:: The problem ::
Give the data again, word for word.

:: Given records ::
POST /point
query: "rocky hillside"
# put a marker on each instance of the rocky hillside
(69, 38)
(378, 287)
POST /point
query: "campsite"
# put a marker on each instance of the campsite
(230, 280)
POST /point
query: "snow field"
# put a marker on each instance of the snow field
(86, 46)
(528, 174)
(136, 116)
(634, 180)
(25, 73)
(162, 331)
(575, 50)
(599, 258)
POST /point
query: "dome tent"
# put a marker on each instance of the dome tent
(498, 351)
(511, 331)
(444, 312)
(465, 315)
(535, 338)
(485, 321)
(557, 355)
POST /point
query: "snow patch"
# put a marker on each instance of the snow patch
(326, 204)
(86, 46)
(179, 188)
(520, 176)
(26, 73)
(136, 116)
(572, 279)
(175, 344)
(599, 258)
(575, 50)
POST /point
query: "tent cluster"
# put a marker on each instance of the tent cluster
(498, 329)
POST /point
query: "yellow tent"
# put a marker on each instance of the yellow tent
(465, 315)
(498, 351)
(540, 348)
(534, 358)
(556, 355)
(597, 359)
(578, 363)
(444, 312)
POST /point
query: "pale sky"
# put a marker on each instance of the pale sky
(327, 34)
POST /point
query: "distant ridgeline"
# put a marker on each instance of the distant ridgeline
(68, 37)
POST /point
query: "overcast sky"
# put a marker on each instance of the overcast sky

:: Result for this task ::
POST /point
query: "rocky hillside"
# put a marker on each instance of the rocky hillside
(69, 38)
(378, 287)
POST /point
query: "campsite"
# put a marker on each instance of the campsite
(230, 280)
POST /point
query: "snow field"
# put a marker on each instance of the snow field
(86, 46)
(528, 174)
(136, 116)
(634, 180)
(25, 73)
(162, 331)
(575, 50)
(599, 258)
POST /point
query: "dome tent"
# put a marker on each instance of the dome tent
(498, 351)
(511, 331)
(444, 312)
(465, 315)
(535, 338)
(485, 321)
(557, 355)
POST /point
query: "snow patch"
# put a marker on each instance of the snow patch
(326, 204)
(86, 46)
(179, 188)
(520, 176)
(26, 73)
(136, 116)
(572, 279)
(175, 344)
(599, 258)
(575, 50)
POST /point
query: "tent cluster"
# put a marker on each instance of the tent cluster
(498, 329)
POST /point
query: "yellow tent"
# put a marker on each instance of the yellow tent
(465, 315)
(498, 351)
(540, 348)
(534, 358)
(556, 355)
(597, 359)
(578, 363)
(444, 312)
POST /point
query: "pale sky"
# put a marker on each instance of the pale sky
(327, 34)
POST /point
query: "distant ridgeline"
# put a marker on each instance of the distant ridgeline
(68, 37)
POST /point
query: "overcast sky"
# put a marker on each instance of the overcast sky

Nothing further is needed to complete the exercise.